I think this style done well is something I would like, so this is either a bogus batch or an example of a house resting on its laurels (as David says). Hopefully I’ll get a chance to try this again in the fall at one of the local tent Champagne tastings. (Unless someone wants to invite me to the Krug house in Aspen, lol.)
By definition (as with Magnum, Double Magnum, Jeroboam, etc) a split is a 187. People misuse it all the time.
+1
And Wikipedia is not always correct. If enough people misuse it over a long enough period, then the incorrect usage may become standard. But it is still based on an incorrect definition.
I wouldn’t liken Krug to Mollydooker; more like Latour, power and grace together.
Nick,
Any clue as to what disgorgement you had of this (you can check the code on the cork or if it is a newer release, the code on the back of the bottle)? When young, the wine can come off a little disappointing, but it normally fills out with time in the bottle. Even when young, I sometimes don’t find that letting the bottle air out gets it up to the level where I really enjoy it. This really needs a good three to eight years in the bottle post release (or four to ten post disgorgement). The last disgorgement of the Grande Cuvee that I really enjoyed right out of the gate was the release disgorged throughout most of 2006 as it was quite forward and rich, but well balanced. By comparison, the next blend debuted with with early 2007 disgorgements and it took until the second half of last year for it to really start to hit its stride for me.

Dataset records:

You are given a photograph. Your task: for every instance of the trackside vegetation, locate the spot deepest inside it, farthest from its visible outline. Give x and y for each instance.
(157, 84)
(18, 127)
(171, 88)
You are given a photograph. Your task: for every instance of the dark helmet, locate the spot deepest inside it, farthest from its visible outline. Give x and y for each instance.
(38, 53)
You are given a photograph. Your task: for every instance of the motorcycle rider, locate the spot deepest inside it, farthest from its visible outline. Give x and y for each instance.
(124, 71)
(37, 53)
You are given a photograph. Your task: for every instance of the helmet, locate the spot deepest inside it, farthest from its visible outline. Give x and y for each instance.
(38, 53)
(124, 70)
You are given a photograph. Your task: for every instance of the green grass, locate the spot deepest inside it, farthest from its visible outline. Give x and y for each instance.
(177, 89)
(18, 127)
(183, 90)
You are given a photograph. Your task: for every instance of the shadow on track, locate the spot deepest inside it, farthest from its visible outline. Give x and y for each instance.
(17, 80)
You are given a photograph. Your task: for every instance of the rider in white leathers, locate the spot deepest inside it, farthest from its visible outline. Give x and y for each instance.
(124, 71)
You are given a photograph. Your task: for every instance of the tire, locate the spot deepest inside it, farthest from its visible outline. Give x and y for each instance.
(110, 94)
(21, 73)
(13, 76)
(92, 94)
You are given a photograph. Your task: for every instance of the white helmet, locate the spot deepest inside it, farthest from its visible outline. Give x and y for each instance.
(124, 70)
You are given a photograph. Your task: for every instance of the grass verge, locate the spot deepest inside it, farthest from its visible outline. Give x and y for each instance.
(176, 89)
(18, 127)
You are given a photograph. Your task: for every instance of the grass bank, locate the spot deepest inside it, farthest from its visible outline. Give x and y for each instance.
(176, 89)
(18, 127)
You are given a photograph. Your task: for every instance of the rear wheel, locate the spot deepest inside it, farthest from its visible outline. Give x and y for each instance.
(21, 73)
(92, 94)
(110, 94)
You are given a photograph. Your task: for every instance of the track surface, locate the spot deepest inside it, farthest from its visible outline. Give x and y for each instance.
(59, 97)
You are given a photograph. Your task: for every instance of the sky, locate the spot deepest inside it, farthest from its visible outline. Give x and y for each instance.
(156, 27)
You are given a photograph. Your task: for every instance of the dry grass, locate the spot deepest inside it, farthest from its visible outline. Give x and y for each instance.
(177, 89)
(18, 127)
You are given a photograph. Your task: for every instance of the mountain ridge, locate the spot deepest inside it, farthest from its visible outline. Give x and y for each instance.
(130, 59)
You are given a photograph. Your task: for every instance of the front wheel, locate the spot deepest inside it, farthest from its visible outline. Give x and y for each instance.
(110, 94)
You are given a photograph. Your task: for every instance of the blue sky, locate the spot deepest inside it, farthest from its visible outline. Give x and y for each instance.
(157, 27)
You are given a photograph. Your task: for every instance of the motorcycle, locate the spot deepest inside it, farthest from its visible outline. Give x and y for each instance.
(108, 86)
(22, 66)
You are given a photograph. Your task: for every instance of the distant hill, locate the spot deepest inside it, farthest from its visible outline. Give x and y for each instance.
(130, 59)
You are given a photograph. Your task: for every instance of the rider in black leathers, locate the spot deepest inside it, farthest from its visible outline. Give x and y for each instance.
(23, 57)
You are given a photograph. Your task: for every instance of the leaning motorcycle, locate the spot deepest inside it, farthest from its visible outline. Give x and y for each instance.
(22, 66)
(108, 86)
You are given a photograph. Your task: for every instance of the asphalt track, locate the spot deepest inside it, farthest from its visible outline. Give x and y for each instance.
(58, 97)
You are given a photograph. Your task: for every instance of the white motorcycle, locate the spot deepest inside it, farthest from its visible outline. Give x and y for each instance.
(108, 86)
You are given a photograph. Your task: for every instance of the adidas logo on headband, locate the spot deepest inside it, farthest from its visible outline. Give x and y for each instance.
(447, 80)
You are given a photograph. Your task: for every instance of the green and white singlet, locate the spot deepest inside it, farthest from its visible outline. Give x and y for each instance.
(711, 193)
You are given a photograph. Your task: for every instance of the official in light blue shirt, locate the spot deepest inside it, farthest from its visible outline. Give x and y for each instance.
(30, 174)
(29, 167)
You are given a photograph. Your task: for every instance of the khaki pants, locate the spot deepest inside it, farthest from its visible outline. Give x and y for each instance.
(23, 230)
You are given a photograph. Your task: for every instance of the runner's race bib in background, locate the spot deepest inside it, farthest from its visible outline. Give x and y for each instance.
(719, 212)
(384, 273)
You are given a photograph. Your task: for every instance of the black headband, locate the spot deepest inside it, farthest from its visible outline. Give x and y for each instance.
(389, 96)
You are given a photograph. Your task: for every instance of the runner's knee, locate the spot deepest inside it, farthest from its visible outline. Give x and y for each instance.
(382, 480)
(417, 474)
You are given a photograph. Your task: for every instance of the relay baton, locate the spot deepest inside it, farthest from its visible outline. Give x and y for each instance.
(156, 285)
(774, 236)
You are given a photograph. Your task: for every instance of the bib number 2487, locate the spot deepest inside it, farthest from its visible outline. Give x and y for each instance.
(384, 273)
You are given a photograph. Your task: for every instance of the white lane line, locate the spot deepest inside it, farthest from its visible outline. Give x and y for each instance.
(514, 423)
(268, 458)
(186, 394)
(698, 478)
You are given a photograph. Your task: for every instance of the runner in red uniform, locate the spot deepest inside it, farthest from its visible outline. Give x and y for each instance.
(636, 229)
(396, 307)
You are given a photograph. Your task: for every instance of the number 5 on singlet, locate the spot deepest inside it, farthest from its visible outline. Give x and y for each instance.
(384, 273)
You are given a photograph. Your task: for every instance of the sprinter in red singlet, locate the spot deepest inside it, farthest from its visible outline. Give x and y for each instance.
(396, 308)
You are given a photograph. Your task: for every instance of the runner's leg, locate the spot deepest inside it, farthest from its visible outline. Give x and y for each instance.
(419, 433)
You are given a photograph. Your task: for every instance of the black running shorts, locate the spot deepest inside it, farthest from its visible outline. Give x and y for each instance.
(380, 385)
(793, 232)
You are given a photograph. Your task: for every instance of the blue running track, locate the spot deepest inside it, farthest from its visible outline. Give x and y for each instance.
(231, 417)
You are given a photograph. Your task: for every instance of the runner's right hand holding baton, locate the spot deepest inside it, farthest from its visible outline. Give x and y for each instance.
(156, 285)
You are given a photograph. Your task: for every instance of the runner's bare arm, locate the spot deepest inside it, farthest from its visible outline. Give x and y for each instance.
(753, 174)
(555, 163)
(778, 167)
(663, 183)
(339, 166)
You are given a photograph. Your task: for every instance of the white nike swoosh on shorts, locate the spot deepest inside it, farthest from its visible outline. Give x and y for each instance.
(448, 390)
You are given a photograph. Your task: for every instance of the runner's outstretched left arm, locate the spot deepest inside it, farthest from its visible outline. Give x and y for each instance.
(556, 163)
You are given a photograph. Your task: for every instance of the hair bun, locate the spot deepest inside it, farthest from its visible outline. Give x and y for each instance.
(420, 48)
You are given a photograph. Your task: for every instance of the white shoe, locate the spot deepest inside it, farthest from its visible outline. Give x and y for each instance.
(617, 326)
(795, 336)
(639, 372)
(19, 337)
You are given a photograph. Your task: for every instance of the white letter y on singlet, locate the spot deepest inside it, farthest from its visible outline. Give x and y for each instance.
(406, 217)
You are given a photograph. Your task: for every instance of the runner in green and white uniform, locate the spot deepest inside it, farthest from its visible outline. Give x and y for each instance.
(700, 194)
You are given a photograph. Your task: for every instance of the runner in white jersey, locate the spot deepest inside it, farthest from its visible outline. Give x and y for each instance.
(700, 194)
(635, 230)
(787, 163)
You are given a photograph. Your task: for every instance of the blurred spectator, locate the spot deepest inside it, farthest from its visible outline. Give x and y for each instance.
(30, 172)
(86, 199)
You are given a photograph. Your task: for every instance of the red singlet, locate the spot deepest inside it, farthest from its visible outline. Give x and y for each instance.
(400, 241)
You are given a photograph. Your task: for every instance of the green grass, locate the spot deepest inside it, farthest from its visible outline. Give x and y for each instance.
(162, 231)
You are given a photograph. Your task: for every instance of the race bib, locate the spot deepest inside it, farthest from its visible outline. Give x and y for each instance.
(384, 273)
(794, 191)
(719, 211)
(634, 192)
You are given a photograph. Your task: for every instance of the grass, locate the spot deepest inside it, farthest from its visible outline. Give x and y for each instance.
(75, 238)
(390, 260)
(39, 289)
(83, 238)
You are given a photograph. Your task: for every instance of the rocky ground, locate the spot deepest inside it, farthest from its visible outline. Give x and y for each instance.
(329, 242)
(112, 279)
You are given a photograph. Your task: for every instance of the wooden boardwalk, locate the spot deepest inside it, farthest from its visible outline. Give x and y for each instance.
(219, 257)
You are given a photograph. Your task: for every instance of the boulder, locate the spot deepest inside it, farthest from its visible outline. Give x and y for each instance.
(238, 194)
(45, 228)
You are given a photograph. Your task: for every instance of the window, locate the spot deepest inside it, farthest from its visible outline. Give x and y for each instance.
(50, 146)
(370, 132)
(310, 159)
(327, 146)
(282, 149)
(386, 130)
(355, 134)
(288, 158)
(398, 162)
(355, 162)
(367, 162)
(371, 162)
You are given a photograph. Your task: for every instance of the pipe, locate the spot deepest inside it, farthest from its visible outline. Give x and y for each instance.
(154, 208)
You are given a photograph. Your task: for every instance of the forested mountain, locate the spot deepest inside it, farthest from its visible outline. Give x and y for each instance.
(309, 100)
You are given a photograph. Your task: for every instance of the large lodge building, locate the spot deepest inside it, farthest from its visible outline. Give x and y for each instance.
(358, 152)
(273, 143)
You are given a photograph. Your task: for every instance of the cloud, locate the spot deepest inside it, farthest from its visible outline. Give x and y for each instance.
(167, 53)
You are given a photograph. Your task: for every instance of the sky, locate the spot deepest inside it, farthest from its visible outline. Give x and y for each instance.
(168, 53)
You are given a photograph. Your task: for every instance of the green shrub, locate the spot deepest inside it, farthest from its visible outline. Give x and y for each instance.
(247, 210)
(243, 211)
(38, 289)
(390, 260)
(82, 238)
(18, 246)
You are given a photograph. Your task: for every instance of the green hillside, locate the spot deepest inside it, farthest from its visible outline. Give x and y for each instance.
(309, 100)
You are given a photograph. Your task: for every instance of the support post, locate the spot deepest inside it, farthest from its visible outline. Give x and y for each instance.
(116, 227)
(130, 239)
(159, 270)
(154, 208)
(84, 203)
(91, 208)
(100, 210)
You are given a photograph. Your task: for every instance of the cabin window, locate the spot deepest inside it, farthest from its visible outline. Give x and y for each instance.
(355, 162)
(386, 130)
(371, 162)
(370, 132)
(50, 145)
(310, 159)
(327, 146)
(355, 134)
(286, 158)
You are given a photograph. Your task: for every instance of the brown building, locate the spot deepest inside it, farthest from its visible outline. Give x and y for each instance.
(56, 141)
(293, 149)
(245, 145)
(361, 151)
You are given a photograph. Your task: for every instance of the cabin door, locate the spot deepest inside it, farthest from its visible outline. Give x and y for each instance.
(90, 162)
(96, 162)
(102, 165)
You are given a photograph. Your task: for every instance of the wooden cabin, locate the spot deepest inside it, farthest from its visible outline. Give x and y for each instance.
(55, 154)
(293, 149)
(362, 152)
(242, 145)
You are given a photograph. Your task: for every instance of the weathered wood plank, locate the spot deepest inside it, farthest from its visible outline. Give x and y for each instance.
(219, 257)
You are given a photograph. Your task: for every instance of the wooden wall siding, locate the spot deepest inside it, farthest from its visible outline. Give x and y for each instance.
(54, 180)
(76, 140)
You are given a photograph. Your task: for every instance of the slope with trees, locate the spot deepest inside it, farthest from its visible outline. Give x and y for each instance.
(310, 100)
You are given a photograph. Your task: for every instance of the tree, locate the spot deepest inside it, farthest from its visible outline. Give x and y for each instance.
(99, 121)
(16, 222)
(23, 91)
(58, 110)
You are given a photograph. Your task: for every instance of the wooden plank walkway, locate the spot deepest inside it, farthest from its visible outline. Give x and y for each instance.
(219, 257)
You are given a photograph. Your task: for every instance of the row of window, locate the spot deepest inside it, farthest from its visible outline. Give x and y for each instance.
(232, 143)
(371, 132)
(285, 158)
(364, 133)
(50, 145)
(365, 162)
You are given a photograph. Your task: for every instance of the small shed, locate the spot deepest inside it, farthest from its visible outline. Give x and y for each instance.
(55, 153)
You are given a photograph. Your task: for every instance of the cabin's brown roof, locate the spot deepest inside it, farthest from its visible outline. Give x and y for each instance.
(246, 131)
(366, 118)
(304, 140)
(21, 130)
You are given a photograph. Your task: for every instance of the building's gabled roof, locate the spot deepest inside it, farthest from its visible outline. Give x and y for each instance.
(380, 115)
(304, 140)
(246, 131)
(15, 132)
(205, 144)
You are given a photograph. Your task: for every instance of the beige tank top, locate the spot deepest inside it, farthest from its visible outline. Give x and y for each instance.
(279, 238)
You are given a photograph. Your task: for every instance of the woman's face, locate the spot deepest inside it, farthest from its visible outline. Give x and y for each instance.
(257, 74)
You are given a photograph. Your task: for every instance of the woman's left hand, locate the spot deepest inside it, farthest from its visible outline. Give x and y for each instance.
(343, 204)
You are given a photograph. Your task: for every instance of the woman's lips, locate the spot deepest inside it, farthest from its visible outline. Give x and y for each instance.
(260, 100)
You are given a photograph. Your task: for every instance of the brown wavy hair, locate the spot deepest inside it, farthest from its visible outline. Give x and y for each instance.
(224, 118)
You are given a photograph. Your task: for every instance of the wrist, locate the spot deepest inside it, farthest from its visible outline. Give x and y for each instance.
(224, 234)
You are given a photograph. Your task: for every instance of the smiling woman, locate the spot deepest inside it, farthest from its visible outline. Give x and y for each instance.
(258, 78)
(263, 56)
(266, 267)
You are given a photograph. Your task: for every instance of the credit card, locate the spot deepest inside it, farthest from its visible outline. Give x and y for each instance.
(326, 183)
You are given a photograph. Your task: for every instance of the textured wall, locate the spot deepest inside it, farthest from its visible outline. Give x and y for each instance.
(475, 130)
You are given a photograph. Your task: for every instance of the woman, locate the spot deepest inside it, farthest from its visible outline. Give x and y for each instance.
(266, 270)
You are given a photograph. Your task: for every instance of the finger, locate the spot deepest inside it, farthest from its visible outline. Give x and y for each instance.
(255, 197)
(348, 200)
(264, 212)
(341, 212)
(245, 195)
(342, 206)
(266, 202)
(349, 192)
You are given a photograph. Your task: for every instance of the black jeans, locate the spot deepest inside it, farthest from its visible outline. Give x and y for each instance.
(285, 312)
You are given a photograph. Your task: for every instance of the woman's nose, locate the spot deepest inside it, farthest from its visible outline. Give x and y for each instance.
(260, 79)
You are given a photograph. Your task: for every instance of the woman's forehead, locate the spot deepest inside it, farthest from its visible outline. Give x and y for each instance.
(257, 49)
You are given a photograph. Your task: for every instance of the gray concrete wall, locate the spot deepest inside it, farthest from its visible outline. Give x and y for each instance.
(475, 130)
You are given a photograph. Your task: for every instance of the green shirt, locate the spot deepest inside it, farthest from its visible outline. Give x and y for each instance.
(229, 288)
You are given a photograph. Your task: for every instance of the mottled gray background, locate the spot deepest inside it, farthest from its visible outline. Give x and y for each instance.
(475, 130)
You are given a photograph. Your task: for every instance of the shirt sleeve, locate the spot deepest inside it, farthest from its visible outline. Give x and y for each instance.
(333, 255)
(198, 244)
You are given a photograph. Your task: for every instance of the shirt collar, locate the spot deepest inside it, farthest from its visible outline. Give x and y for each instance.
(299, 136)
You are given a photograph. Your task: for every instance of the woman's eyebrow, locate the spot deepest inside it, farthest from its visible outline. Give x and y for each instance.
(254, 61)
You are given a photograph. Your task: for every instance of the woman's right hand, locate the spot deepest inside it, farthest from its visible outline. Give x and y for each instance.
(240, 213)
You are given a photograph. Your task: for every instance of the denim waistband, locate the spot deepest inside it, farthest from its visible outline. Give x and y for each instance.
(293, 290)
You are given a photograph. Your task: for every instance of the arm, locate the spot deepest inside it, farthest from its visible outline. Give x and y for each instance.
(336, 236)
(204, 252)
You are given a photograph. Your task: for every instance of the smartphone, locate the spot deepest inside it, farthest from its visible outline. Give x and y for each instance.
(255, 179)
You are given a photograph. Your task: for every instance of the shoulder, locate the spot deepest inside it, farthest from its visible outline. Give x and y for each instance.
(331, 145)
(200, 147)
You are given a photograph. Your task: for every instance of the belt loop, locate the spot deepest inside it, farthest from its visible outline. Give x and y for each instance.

Instruction 1: In the Champagne discussion, how long after release does the wine need in the bottle?
Instruction 2: Repeat everything from "I think this" down to "an incorrect definition." in the Champagne discussion.

Exercise answer 1: A good three to eight years.

Exercise answer 2:
I think this style done well is something I would like, so this is either a bogus batch or an example of a house resting on its laurels (as David says). Hopefully I’ll get a chance to try this again in the fall at one of the local tent Champagne tastings. (Unless someone wants to invite me to the Krug house in Aspen, lol.)
By definition (as with Magnum, Double Magnum, Jeroboam, etc) a split is a 187. People misuse it all the time.
+1
And Wikipedia is not always correct. If enough people misuse it over a long enough period, then the incorrect usage may become standard. But it is still based on an incorrect definition.